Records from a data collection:
— Begin —

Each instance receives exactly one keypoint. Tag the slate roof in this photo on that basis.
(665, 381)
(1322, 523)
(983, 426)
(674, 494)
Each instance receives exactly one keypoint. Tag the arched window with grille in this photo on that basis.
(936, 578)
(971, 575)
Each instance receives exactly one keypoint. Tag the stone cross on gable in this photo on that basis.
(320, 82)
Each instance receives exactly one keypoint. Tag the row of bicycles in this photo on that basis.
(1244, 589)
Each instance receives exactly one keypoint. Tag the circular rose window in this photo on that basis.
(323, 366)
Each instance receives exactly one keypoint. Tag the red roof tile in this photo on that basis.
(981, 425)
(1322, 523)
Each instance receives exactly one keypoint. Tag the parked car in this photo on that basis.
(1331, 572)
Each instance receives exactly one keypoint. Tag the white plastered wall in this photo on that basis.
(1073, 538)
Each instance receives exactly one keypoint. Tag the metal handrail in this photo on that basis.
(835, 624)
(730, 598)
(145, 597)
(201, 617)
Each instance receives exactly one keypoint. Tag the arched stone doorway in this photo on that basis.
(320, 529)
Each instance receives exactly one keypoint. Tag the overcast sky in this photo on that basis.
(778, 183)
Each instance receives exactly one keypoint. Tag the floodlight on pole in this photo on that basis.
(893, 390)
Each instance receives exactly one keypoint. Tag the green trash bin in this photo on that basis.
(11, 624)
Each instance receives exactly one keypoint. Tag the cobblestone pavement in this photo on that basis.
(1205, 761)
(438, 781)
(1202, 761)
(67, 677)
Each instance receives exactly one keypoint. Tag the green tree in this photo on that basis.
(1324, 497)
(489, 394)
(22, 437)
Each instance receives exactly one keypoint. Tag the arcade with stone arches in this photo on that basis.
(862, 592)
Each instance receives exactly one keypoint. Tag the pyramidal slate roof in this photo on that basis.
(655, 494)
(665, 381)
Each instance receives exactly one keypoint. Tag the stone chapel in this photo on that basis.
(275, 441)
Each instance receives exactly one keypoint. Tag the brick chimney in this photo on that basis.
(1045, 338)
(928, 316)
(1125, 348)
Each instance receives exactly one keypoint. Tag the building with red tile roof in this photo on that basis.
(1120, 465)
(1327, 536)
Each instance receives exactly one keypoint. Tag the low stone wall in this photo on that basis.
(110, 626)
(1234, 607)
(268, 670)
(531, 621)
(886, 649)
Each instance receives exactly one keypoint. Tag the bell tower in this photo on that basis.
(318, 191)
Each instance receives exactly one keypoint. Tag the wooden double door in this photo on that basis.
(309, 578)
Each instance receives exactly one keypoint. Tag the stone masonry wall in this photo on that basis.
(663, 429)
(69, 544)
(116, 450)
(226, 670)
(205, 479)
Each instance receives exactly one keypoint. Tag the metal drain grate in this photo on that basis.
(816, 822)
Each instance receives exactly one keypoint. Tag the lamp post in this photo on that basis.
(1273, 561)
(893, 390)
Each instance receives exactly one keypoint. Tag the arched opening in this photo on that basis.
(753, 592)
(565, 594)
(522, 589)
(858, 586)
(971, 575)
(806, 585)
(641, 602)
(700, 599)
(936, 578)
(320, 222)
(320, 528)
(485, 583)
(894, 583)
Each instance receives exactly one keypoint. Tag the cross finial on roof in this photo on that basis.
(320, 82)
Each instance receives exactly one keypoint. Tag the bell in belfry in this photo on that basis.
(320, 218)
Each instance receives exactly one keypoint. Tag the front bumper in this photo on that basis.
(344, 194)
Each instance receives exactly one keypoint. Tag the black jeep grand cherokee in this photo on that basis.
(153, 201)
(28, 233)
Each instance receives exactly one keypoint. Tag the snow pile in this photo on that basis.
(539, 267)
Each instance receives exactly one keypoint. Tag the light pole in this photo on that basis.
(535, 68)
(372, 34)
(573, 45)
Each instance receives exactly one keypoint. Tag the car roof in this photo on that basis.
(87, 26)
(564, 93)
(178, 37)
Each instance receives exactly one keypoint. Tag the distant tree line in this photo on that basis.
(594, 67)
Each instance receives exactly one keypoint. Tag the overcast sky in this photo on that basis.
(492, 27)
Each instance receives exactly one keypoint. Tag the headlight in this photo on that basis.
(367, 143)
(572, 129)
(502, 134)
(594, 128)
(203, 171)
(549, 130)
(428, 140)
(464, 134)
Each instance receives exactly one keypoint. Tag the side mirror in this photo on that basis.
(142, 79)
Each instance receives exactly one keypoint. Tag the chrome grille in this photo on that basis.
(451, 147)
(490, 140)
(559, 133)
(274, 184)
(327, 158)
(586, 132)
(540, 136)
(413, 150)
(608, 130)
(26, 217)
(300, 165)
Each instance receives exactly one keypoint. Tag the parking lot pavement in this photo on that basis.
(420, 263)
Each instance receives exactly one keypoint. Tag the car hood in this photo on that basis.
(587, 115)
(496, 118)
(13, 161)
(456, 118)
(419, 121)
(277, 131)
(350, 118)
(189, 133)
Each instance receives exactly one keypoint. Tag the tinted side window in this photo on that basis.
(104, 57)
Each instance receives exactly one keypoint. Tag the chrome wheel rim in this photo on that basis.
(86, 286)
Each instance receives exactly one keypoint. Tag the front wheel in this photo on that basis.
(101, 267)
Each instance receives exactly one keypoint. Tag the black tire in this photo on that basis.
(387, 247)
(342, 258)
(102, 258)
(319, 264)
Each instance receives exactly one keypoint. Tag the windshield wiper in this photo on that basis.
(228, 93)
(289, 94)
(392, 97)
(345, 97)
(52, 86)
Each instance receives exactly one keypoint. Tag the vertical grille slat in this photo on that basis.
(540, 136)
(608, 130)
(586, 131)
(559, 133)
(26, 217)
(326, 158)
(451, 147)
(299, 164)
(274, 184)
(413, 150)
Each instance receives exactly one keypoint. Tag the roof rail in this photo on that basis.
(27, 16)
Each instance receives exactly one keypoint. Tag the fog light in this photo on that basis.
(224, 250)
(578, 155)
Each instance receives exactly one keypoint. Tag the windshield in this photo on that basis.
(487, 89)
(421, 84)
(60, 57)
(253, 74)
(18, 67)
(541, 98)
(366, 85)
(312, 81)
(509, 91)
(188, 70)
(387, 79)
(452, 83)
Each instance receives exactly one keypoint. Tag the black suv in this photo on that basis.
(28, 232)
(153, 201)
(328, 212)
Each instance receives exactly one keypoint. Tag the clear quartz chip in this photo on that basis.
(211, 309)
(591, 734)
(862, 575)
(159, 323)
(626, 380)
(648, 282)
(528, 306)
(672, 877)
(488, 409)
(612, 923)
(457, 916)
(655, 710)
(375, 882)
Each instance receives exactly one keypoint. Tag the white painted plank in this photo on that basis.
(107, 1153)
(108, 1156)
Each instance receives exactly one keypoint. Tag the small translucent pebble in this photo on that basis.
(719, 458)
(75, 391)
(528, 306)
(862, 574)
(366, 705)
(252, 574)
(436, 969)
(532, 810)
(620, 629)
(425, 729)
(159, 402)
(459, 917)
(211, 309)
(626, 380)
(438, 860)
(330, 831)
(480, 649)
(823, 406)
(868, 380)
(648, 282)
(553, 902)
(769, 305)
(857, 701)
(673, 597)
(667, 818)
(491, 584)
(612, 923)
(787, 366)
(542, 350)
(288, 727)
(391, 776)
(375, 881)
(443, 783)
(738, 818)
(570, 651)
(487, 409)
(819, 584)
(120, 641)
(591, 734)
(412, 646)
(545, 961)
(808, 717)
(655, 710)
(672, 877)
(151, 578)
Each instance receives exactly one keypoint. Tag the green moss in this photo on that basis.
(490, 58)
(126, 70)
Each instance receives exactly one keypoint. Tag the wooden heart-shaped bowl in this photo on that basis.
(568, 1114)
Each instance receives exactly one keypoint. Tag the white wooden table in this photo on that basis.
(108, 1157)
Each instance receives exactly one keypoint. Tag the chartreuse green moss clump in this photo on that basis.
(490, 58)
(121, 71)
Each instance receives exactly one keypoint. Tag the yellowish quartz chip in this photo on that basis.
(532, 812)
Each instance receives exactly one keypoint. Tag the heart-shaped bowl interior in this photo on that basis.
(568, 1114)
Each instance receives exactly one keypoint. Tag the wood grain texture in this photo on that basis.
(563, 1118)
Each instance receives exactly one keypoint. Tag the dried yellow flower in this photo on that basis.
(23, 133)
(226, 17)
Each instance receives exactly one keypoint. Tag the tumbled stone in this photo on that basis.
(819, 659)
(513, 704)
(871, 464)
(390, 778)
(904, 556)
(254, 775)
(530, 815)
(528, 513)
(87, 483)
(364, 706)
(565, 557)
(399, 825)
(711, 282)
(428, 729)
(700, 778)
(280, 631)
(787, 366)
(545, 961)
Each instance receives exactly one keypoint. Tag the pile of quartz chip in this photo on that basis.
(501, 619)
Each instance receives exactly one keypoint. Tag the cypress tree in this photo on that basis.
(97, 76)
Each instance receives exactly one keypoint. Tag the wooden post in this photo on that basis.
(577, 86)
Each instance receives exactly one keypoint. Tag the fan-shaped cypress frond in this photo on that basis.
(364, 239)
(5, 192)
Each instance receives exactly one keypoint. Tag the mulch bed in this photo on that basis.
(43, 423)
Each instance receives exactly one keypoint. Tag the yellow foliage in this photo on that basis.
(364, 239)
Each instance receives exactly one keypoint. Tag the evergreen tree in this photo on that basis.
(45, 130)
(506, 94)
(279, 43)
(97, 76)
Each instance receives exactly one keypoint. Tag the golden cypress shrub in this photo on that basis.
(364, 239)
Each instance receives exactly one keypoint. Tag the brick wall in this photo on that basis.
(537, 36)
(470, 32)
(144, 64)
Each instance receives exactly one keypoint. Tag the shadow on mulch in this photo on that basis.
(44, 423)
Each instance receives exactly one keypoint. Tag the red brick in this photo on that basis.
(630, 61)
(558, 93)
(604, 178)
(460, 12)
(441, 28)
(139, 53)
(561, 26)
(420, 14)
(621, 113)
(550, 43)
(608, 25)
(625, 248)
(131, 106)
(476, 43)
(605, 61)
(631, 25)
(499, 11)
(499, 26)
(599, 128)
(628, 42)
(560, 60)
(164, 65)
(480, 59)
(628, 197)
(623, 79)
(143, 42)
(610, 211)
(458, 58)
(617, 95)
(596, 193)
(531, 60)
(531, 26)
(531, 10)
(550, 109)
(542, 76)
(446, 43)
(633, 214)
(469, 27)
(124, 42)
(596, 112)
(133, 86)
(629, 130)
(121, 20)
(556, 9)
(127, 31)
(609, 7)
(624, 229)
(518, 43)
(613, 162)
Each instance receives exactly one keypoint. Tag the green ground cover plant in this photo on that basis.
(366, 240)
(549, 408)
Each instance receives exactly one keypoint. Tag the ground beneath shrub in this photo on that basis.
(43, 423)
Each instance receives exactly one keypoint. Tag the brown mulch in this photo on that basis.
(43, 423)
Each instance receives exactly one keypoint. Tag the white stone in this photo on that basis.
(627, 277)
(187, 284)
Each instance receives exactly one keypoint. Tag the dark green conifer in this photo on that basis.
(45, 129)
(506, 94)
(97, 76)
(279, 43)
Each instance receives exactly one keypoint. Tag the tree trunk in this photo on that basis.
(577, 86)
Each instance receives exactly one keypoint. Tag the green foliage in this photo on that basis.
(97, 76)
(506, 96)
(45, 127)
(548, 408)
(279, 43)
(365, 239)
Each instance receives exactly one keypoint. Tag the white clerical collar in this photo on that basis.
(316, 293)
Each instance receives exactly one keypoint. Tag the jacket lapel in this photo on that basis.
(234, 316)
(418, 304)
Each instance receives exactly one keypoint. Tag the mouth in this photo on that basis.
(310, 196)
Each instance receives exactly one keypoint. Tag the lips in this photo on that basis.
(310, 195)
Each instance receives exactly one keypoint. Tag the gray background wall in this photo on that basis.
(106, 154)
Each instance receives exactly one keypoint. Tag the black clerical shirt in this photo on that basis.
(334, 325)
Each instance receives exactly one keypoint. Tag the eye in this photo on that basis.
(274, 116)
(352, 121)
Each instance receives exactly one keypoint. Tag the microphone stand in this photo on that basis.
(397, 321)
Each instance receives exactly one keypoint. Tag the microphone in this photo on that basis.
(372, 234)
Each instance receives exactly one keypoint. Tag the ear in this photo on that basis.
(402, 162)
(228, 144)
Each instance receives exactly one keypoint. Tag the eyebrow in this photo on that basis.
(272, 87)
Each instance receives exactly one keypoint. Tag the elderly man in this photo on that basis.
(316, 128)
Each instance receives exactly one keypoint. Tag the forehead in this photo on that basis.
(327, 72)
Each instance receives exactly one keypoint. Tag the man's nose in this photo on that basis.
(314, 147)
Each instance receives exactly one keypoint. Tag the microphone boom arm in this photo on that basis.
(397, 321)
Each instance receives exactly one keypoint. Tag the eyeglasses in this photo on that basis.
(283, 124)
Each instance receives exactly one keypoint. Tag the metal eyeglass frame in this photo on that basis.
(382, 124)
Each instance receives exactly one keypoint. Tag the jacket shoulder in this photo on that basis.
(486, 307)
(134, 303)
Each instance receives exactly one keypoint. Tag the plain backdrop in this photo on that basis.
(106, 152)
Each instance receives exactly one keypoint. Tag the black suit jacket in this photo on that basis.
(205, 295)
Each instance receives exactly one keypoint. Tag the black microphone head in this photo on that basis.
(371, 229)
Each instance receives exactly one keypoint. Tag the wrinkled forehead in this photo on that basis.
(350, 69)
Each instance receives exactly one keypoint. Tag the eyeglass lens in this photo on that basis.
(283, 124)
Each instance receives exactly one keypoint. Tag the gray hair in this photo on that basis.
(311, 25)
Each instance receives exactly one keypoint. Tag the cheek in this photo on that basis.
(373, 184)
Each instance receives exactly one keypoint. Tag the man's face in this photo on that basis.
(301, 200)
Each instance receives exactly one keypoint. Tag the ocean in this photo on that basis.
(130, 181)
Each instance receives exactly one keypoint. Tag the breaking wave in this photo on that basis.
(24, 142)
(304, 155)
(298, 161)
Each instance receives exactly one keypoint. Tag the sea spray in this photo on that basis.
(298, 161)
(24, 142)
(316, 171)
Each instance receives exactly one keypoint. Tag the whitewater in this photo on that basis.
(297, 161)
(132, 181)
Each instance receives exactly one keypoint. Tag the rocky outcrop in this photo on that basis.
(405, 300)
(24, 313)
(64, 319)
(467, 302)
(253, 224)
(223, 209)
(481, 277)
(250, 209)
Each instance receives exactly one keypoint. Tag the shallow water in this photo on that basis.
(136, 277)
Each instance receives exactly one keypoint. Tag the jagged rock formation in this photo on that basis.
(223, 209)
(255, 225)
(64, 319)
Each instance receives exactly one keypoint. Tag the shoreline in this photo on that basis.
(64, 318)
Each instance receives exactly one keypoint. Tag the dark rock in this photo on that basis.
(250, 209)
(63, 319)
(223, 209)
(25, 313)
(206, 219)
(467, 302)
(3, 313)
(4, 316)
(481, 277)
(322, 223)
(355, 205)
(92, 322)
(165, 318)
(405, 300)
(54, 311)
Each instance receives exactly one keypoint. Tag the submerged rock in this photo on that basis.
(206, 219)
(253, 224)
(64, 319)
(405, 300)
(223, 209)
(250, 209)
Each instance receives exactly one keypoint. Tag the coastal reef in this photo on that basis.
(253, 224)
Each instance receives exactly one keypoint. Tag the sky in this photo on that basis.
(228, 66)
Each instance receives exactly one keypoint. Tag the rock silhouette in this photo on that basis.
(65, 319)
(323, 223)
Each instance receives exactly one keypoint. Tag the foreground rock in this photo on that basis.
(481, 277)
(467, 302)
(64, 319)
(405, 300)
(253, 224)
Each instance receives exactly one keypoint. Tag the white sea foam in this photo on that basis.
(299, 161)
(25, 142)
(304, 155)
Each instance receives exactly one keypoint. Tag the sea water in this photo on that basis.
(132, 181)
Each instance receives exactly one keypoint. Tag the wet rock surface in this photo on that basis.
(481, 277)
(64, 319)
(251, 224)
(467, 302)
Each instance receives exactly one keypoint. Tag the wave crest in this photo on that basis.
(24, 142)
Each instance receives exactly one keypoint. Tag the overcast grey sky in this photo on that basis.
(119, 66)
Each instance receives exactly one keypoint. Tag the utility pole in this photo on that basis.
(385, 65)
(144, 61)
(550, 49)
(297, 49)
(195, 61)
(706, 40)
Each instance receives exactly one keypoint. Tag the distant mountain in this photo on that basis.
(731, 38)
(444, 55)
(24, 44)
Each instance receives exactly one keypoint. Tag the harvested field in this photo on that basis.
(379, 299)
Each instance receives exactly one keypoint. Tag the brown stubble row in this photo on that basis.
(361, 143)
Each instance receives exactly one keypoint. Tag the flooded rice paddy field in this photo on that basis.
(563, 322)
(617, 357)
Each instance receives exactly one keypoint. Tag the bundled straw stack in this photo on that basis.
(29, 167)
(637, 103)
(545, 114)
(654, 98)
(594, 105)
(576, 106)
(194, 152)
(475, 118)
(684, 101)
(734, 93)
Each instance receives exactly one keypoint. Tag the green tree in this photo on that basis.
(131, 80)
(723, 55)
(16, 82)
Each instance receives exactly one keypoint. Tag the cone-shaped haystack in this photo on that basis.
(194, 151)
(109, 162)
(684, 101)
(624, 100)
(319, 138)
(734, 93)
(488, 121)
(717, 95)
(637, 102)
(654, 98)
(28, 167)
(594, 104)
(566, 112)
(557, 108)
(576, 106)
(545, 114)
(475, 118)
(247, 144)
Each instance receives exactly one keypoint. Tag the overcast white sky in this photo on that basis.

— End —

WHAT YOU ARE ASKED TO DO:
Reproduce precisely the span of lines that begins at the line containing "Each instance receives exactly one keypoint. Tag the wave" and ends with the last line of the listing.

RESULT:
Each instance receives exactly one keypoint. Tag the wave crest in this photo on that basis.
(24, 142)
Each instance receives exactly one keypoint. Tag the overcast grey sky in this photo on that basis.
(119, 66)
Each instance receives exactly one keypoint. Tag the utility pole in this photo on that basis.
(385, 65)
(144, 61)
(550, 49)
(297, 49)
(195, 61)
(706, 40)
Each instance receives exactly one keypoint. Tag the distant mountain in this photo on that basis.
(731, 38)
(444, 55)
(24, 44)
Each instance receives exactly one keypoint. Tag the harvested field in this photo on that basis.
(379, 299)
Each instance receives exactly one keypoint. Tag the brown stubble row in this photo on that basis.
(361, 143)
Each instance receives exactly one keypoint. Tag the flooded rice paddy field in this photo on that basis.
(563, 322)
(617, 357)
Each instance receives exactly one keypoint. Tag the bundled straw stack in this photo on that basis.
(29, 167)
(637, 103)
(545, 114)
(654, 98)
(594, 105)
(576, 106)
(194, 152)
(475, 118)
(684, 101)
(734, 93)
Each instance receives exactly one keypoint. Tag the green tree in this photo on that basis.
(131, 80)
(723, 55)
(16, 82)
Each instance receives exactly one keypoint. Tag the cone-shaped haystack in this photo on that basis.
(194, 151)
(109, 162)
(684, 101)
(624, 100)
(319, 138)
(734, 93)
(488, 121)
(717, 95)
(637, 102)
(654, 98)
(28, 167)
(594, 104)
(566, 112)
(557, 108)
(576, 106)
(545, 114)
(475, 118)
(247, 144)
Each instance receives exactly one keypoint. Tag the overcast white sky in this photo on that basis.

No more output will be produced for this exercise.